### Given instruction
Copy out the listing that follows, exactly, without its pictures.

### Information given
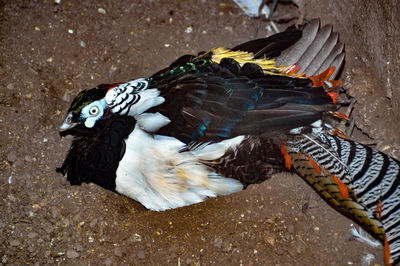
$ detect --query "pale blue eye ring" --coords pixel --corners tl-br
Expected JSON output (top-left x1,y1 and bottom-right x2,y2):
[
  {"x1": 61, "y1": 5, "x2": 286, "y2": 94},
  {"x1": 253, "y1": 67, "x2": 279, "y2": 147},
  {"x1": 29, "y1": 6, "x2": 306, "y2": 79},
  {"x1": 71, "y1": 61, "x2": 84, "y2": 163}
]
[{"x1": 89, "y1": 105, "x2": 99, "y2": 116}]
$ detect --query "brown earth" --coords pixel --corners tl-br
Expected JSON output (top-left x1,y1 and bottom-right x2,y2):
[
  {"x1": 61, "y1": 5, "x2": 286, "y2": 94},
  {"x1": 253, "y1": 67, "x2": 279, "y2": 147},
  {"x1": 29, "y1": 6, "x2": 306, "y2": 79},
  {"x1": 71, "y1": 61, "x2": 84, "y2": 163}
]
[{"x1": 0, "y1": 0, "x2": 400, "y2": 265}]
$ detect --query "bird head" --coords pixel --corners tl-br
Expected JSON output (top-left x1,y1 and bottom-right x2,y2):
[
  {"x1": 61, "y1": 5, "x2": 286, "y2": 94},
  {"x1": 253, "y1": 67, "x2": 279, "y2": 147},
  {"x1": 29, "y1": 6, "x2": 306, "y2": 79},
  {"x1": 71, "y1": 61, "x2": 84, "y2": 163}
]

### Solution for this task
$ detect --query "pale blue eye ring" --coords pixel --corners tl-br
Expected JSON output (top-left x1,y1 and bottom-right x2,y2):
[
  {"x1": 61, "y1": 5, "x2": 286, "y2": 94},
  {"x1": 253, "y1": 67, "x2": 279, "y2": 147},
  {"x1": 29, "y1": 6, "x2": 306, "y2": 79},
  {"x1": 71, "y1": 61, "x2": 84, "y2": 163}
]
[{"x1": 89, "y1": 105, "x2": 99, "y2": 116}]
$ detect --query "brown earth" --coords pixel --corners tl-br
Expected JSON output (top-left x1,y1 and bottom-right x2,y2):
[
  {"x1": 61, "y1": 5, "x2": 286, "y2": 94},
  {"x1": 253, "y1": 67, "x2": 279, "y2": 147},
  {"x1": 29, "y1": 6, "x2": 306, "y2": 79},
  {"x1": 71, "y1": 61, "x2": 84, "y2": 163}
]
[{"x1": 0, "y1": 0, "x2": 400, "y2": 265}]
$ detect --query "bird head" --coords pixel --corners tl-br
Expected JSON output (top-left x1,y1 and bottom-right x2,y2):
[
  {"x1": 61, "y1": 5, "x2": 286, "y2": 94},
  {"x1": 253, "y1": 67, "x2": 279, "y2": 147},
  {"x1": 29, "y1": 6, "x2": 306, "y2": 79},
  {"x1": 71, "y1": 61, "x2": 84, "y2": 163}
]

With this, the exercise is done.